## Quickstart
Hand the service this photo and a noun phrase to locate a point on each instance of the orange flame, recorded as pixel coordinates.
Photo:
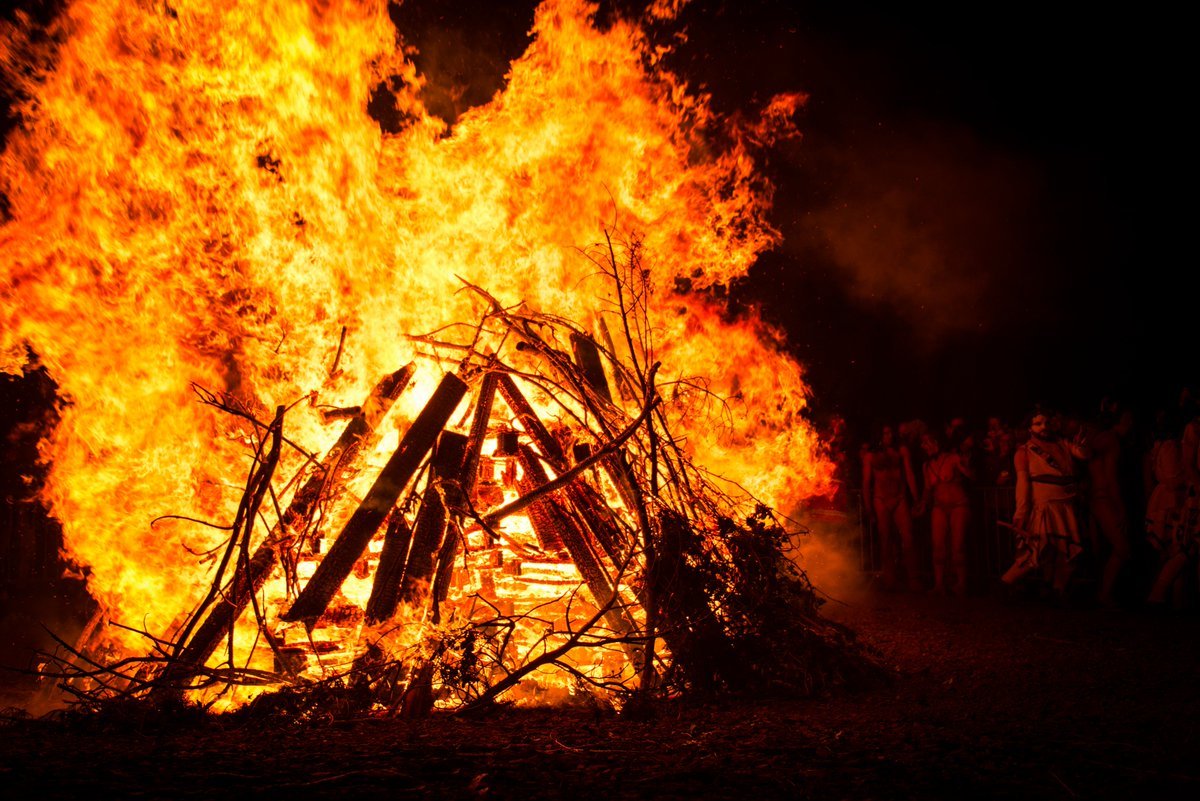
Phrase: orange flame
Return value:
(198, 196)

========

## EXERCISE DETAILS:
Where a line in the records above includes the string "orange", show it.

## TASK RESPONSE:
Hand the service this photo and a noun phrase to locate a point on each instance of the orange flame, recorded as pixel coordinates.
Phrase: orange flame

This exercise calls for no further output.